» Preguntas por responder
a) Responde a estas preguntas sobre el texto acerca de la riqueza y la pobreza:
(i) ¿De qué palabra latina procede "pobre"?
(ii) ¿En qué única idea nos hace pensar el adjetivo "rico"?
(iii) ¿Qué muestra la televisión cuando se mete en un barrio chabolista?
b) Por favor, devuelve sin cambios el fragmento del texto acerca de la riqueza y la pobreza que empieza en "Hoy, que internet, la" y termina en "encienden la televisión.".

1. adj. Adinerado, hacendado o acaudalado. U. t. c. s.

2. adj. Abundante, opulento y pingüe.

 

 

pobre.

(Del lat. pauper, -ēris).

 

1. adj. Necesitado, que no tiene lo necesario para vivir. U. t. c. s.

2. adj. Escaso, insuficiente.

 

Dudar, sería de necios. Dejando a un lado los paradigmas construidos en la televisión, y el modo insultante en el que algunos famosos, pseudo-famosos y jamás-famosos gastan sus fortunas, parece evidente que ser rico es siempre mejor que ser pobre. La abundancia, confrontada con la necesidad, viene asociada al concepto de tranquilidad (no espiritual, sino anímica) y disfrute (material). Destilado, fuera de los sueños, de los chantajes emotivos de las casas de apuestas, Loterías del Estado, y de la ilusión de los concursantes de programas de televisión, el adjetivo “rico” nos hace pensar en una sola idea: posibilidades.

 

Hoy, que internet, la industria y nuestros titiriteros, nos plantean variados escenarios a la carta, regalándonos una ilusoria cercanía de libertad y capacidad de elección, el requerimiento económico es cada vez más radical. Para existir -dicen desde el panóptico- debes “estar”; pero para estar, hay que gastar: desde un billete de avión, metro o autobús, hasta la tarifa de ADSL que te resulte más atractiva. Cada mañana, el sol insiste en recordarnos que vivimos en un planeta minúsculo en una inmensidad inabarcable, en un sistema complejo, misterioso, fascinante. Para muchos, el día comienza cuando abren el correo, se loguean en Facebook o encienden la televisión.

 

Hay que ir a trabajar. O sea, a seguir manteniendo la vida monótona que nos da la posibilidad de contemplar ciertas posibilidades, con la esperanza de prosperar y conseguir nuevas, no renunciando jamás al anhelo de que un golpe de suerte, una herencia, o un maletín olvidado en un taxi, venga a premiar nuestra esperanza ciega.

 

La consecuencia inmediata es que el mismo deseo de riqueza nos hace demonizar la pobreza. Esto lo saben muy bien los gerentes de programación de las televisiones más importantes del mundo: la necesidad vende, por pena o por rechazo. Y no hay nada mejor para vender coches, prendas, perfumes, joyas, vacaciones, móviles, casas, o lo que sea, que infundir al gran público un temor sistemático a la pobreza. El pobre expuesto en los medios masivos carece -antes que de ninguna otra cosa- de dignidad. Como la industria del entretenimiento, funcional a la industria en sí, necesita de la publicidad para subsistir, poco le importa construir un estereotipo un poco siniestro, un poco peligroso, combinado (que no falte) con una buena dosis de suciedad ambiental. La televisión se mete en un barrio chabolista para mostrar ratas, ¡como si no hubiera en el centro de la ciudad!. Sea cual fuere el testimonio, es sesgado tendenciosamente; otras veces, degradan unas palabras esperanzadoras mostrando al mismo tiempo imágenes de gente consumiendo drogas, amenazando con un cuchillo, o simplemente mostrando el inodoro de la familia.

» Entradas guardadas
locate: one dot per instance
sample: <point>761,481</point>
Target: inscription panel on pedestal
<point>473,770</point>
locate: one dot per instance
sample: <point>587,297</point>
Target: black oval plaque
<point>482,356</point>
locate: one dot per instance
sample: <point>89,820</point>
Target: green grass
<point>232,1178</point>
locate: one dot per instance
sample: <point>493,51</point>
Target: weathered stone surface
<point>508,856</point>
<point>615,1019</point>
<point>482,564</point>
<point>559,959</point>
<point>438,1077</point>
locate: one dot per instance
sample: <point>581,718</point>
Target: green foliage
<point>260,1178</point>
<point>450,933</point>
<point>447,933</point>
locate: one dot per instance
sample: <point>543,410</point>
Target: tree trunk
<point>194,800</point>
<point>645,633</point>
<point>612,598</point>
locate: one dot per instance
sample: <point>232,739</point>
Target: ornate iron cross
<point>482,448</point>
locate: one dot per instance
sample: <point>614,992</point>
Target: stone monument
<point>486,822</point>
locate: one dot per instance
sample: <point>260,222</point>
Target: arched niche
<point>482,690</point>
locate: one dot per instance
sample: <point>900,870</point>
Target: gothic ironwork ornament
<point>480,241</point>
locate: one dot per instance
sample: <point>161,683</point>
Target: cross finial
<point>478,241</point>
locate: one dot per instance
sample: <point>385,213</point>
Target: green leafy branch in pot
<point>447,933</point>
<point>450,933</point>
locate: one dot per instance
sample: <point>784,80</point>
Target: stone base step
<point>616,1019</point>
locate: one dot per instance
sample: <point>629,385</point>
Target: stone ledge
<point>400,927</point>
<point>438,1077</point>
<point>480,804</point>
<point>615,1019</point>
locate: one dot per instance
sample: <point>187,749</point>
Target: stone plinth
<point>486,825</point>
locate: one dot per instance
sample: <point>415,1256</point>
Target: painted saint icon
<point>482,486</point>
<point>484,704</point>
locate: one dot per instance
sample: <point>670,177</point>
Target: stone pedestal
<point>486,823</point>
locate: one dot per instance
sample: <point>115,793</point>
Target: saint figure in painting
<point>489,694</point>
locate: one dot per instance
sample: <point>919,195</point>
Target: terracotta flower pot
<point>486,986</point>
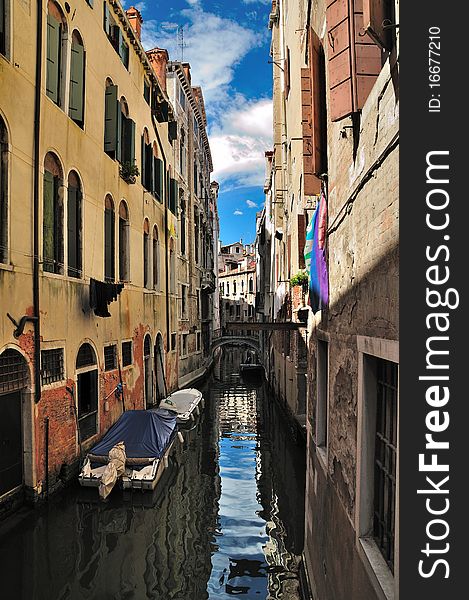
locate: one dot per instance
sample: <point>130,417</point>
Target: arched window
<point>77,80</point>
<point>109,240</point>
<point>156,259</point>
<point>4,27</point>
<point>172,267</point>
<point>146,254</point>
<point>53,215</point>
<point>182,153</point>
<point>56,53</point>
<point>196,235</point>
<point>183,224</point>
<point>124,250</point>
<point>119,130</point>
<point>147,162</point>
<point>87,391</point>
<point>148,375</point>
<point>3,192</point>
<point>74,226</point>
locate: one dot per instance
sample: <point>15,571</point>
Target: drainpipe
<point>36,176</point>
<point>166,255</point>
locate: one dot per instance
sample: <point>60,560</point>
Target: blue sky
<point>227,43</point>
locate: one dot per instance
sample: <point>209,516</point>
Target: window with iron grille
<point>13,371</point>
<point>385,459</point>
<point>52,365</point>
<point>110,357</point>
<point>126,354</point>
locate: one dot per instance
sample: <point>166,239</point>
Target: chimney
<point>158,58</point>
<point>135,19</point>
<point>187,71</point>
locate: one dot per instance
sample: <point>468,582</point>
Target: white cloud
<point>239,141</point>
<point>214,46</point>
<point>240,130</point>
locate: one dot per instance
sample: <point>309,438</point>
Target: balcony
<point>208,280</point>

» Lista de soluciones
a)
(i) De "pauper, -ēris".
(ii) En "posibilidades".
(iii) Ratas.

b)
Hoy, que internet, la industria y nuestros titiriteros, nos plantean variados escenarios a la carta, regalándonos una ilusoria cercanía de libertad y capacidad de elección, el requerimiento económico es cada vez más radical. Para existir -dicen desde el panóptico- debes “estar”; pero para estar, hay que gastar: desde un billete de avión, metro o autobús, hasta la tarifa de ADSL que te resulte más atractiva. Cada mañana, el sol insiste en recordarnos que vivimos en un planeta minúsculo en una inmensidad inabarcable, en un sistema complejo, misterioso, fascinante. Para muchos, el día comienza cuando abren el correo, se loguean en Facebook o encienden la televisión.